START Supplied data
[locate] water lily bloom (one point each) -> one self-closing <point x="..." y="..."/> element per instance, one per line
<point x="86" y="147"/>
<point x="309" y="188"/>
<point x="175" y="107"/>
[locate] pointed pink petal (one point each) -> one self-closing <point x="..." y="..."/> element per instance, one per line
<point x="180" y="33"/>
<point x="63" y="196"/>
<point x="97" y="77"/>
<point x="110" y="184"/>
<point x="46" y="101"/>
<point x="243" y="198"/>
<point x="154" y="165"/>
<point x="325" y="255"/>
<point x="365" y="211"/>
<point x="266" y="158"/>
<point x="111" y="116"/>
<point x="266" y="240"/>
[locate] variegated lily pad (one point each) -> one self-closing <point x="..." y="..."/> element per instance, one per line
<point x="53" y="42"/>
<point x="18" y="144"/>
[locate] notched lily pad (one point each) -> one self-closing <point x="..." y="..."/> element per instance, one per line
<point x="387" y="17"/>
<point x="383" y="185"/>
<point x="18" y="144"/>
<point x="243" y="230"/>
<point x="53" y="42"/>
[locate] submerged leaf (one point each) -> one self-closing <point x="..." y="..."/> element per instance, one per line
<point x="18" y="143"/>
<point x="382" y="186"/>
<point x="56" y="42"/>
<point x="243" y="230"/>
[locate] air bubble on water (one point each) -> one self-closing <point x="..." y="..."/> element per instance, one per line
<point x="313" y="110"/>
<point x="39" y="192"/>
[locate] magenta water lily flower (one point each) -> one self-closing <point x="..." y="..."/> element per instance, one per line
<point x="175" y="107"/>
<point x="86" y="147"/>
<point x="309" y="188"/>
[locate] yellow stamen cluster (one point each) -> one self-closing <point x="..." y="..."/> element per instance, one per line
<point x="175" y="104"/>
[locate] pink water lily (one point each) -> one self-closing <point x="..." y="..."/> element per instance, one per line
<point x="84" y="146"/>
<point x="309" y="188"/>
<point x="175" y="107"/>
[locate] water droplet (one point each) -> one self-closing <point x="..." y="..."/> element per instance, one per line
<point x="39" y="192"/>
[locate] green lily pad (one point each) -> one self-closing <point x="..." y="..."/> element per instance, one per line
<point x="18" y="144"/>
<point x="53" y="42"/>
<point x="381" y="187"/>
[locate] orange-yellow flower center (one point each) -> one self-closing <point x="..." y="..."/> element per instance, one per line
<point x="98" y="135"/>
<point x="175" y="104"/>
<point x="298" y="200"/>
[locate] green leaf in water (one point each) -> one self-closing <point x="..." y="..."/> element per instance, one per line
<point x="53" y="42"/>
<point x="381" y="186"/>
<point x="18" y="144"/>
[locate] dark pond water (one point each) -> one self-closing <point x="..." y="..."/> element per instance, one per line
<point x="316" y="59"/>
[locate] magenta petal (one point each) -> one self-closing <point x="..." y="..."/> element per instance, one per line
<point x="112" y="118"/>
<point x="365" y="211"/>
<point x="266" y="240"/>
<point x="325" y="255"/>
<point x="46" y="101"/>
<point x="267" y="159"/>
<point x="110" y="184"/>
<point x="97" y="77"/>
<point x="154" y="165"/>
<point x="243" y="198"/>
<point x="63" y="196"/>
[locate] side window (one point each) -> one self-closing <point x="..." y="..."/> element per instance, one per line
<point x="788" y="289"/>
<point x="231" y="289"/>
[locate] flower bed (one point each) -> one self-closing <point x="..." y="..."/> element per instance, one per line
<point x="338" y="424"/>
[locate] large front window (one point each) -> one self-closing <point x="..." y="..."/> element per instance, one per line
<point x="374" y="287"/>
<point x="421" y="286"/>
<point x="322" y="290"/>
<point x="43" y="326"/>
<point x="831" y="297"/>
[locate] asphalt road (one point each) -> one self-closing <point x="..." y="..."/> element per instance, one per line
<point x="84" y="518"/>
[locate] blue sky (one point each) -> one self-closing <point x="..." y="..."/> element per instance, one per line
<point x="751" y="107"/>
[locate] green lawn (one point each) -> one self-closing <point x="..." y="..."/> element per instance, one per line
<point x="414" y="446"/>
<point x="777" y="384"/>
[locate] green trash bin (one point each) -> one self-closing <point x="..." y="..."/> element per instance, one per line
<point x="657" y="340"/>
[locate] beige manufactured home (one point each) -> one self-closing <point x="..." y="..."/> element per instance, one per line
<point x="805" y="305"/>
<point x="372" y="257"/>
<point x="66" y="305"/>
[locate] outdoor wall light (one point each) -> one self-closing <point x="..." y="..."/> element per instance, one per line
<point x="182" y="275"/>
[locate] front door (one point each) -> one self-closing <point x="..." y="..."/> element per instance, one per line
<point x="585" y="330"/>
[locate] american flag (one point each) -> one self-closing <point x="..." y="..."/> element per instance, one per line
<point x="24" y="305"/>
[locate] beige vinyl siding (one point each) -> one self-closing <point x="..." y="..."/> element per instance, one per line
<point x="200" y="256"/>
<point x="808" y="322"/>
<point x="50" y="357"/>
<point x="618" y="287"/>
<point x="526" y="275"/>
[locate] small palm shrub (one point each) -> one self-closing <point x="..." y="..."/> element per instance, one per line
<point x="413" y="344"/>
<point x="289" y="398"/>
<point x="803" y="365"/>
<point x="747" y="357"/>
END Supplied data
_Work to do_
Go through the listing and print each line exactly as it appears.

_Exercise response_
[locate] water lily bloom (one point each) -> one self-closing <point x="..." y="..."/> element per instance, one per line
<point x="86" y="147"/>
<point x="309" y="188"/>
<point x="175" y="107"/>
[locate] pointed pink petal (one point each) -> one self-closing <point x="..." y="..."/> element per instance, one per line
<point x="180" y="33"/>
<point x="63" y="196"/>
<point x="97" y="77"/>
<point x="110" y="184"/>
<point x="46" y="101"/>
<point x="243" y="198"/>
<point x="154" y="165"/>
<point x="325" y="255"/>
<point x="365" y="211"/>
<point x="266" y="158"/>
<point x="111" y="116"/>
<point x="266" y="240"/>
[locate] variegated lily pad (one point each) -> one self-closing <point x="..." y="..."/> element per instance, one per line
<point x="53" y="42"/>
<point x="18" y="144"/>
[locate] notched lily pad (one point each) -> one self-closing <point x="..." y="..."/> element per instance, one per line
<point x="387" y="17"/>
<point x="383" y="185"/>
<point x="18" y="144"/>
<point x="243" y="230"/>
<point x="53" y="42"/>
[locate] submerged leaf (one point each) -> one self-closing <point x="..." y="..."/> element per instance, one per line
<point x="18" y="143"/>
<point x="382" y="186"/>
<point x="56" y="42"/>
<point x="243" y="230"/>
[locate] air bubble on water (one point each) -> one self-closing <point x="..." y="..."/> element per instance, one per line
<point x="313" y="110"/>
<point x="39" y="192"/>
[locate] magenta water lily flower (one point each) -> one self-closing <point x="..." y="..."/> element per instance, one per line
<point x="175" y="107"/>
<point x="86" y="147"/>
<point x="309" y="188"/>
[locate] yellow stamen cluster (one point each) -> one self-closing <point x="..." y="..."/> element per instance, one per line
<point x="175" y="104"/>
[locate] pink water lily (one point each) -> one self-closing <point x="..." y="..."/> element per instance, one per line
<point x="84" y="146"/>
<point x="309" y="188"/>
<point x="175" y="107"/>
[locate] water droplet (one point each) -> one self-closing <point x="..." y="..."/> element per instance, one per line
<point x="39" y="192"/>
[locate] green lily pad (one point each) -> one self-closing <point x="..." y="..."/> element per instance, one per line
<point x="18" y="144"/>
<point x="53" y="42"/>
<point x="381" y="187"/>
[locate] orange-yellow flower center (one point each) -> one self-closing <point x="..." y="..."/> element per instance, one per line
<point x="98" y="135"/>
<point x="175" y="104"/>
<point x="298" y="200"/>
[locate] green leaf in water (one point each) -> one self-closing <point x="..." y="..."/> element per instance, one per line
<point x="53" y="42"/>
<point x="381" y="186"/>
<point x="18" y="144"/>
[locate] dark pond water (one point each) -> one self-closing <point x="..." y="..."/> element per instance, one per line
<point x="316" y="59"/>
[locate] magenta petal (one point each) -> one self-closing <point x="..." y="..."/> element per instance, one per line
<point x="112" y="118"/>
<point x="365" y="211"/>
<point x="266" y="240"/>
<point x="325" y="255"/>
<point x="46" y="101"/>
<point x="267" y="159"/>
<point x="110" y="184"/>
<point x="97" y="77"/>
<point x="154" y="165"/>
<point x="243" y="198"/>
<point x="63" y="196"/>
[locate] side window (one point each) -> one self-closing <point x="..." y="..."/> element per instance, one per line
<point x="788" y="289"/>
<point x="231" y="289"/>
[locate] flower bed (one point each) -> one self-closing <point x="..." y="..."/> element per instance, one per line
<point x="338" y="424"/>
[locate] large front window (one point each) -> one self-closing <point x="..." y="..."/> element per instance, one per line
<point x="374" y="287"/>
<point x="421" y="286"/>
<point x="322" y="290"/>
<point x="43" y="326"/>
<point x="831" y="297"/>
[locate] asphalt road (one point each) -> one self-closing <point x="..." y="..."/> element per instance, one per line
<point x="84" y="518"/>
[locate] blue sky (one point each) -> one self-closing <point x="..." y="..."/> element per instance, one per line
<point x="751" y="107"/>
[locate] green lawn (one point each) -> one self-closing <point x="..." y="..."/> element per instance, one per line
<point x="414" y="446"/>
<point x="777" y="384"/>
[locate] green trash bin (one point each) -> one self-closing <point x="..." y="..."/> element per instance, one per line
<point x="657" y="340"/>
[locate] beige manufactured home (one point each) -> one self-closing <point x="..." y="..."/> element per instance, one per line
<point x="805" y="305"/>
<point x="372" y="257"/>
<point x="66" y="305"/>
[locate] outdoor wall light (one point each) -> one self-closing <point x="..." y="..."/> element per instance, one per line
<point x="182" y="275"/>
[locate] front door (one point each) -> one self-closing <point x="..." y="..."/> element per instance, one per line
<point x="585" y="330"/>
[locate] american flag (one point each) -> one self-closing <point x="..." y="..."/> element per instance, one per line
<point x="24" y="305"/>
[locate] beige vinyl siding (one point each) -> one self-closing <point x="..." y="..."/> element per instance, one per line
<point x="200" y="256"/>
<point x="808" y="322"/>
<point x="50" y="357"/>
<point x="618" y="287"/>
<point x="526" y="275"/>
[locate] small palm shrub (one point each) -> one self-closing <point x="..." y="..."/> element per instance, one per line
<point x="413" y="344"/>
<point x="289" y="398"/>
<point x="803" y="365"/>
<point x="747" y="357"/>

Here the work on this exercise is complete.